- _INFORMATION GIVEN_:
Segment Open
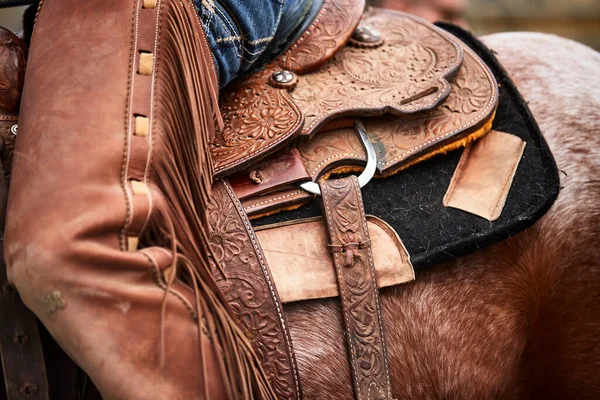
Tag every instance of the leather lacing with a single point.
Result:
Segment Closed
Segment Open
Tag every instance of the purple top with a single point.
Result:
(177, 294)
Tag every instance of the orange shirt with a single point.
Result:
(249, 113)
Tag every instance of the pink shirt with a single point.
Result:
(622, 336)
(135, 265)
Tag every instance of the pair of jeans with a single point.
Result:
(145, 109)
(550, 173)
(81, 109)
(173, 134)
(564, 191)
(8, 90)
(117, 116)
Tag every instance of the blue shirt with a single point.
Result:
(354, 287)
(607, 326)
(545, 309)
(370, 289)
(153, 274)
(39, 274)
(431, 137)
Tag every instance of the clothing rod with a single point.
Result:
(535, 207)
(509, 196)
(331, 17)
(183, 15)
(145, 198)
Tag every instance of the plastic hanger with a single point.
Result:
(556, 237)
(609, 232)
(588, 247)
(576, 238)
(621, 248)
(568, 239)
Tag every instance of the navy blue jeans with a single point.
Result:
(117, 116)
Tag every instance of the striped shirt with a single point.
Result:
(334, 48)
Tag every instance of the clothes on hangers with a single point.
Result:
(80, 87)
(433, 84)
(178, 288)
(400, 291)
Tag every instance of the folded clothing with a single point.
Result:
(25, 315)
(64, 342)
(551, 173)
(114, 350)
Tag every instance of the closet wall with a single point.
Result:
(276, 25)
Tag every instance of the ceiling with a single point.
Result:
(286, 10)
Segment Closed
Segment Open
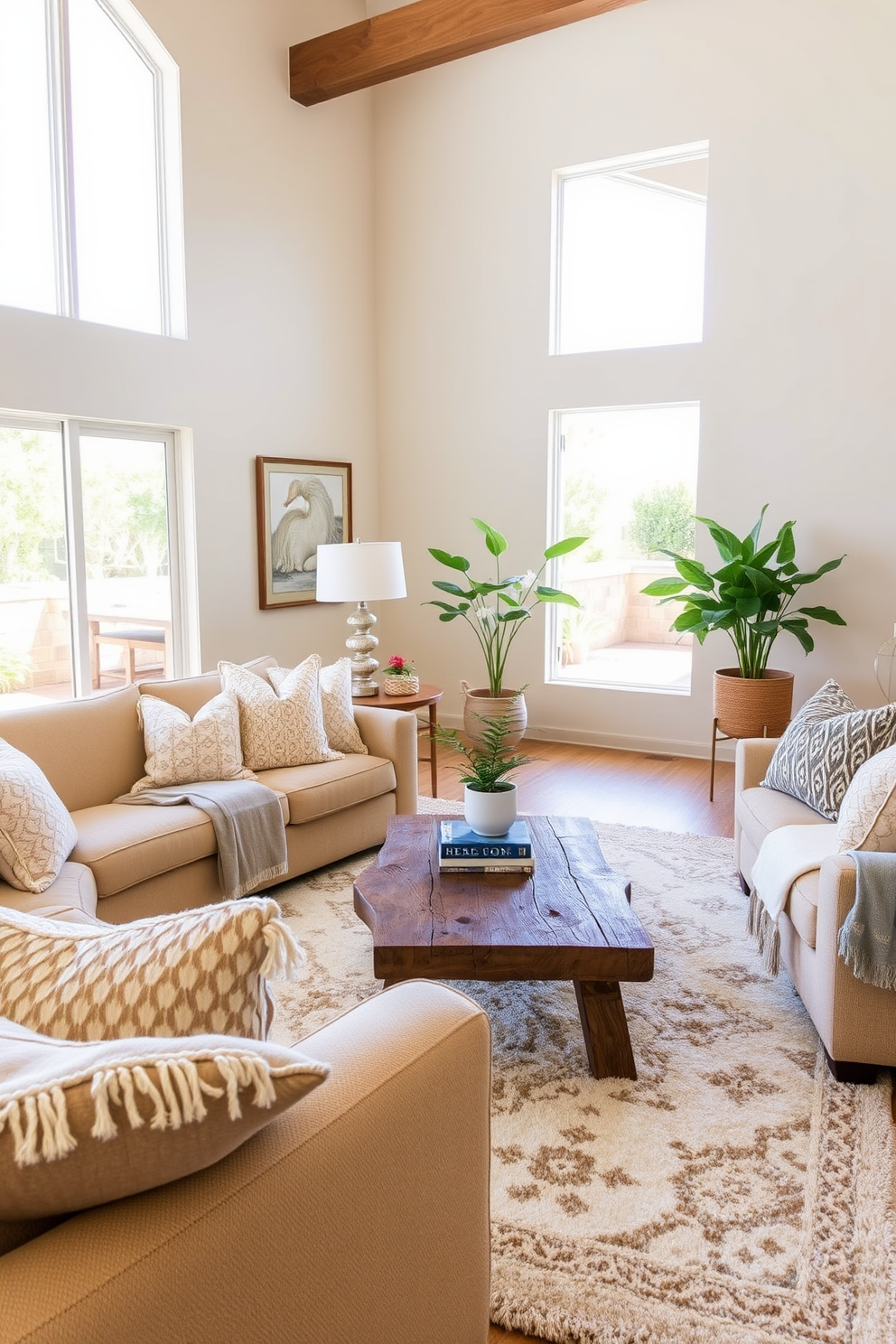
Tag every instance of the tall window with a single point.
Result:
Segment Closed
- _WHAT TO PRODUCE_:
Pull out all lines from the entries above that include the word "jeans".

- _SOLVED PROBLEM_:
Tag every instance of the pair of jeans with a single point.
Tag every instance of the navy blue jeans with a single point.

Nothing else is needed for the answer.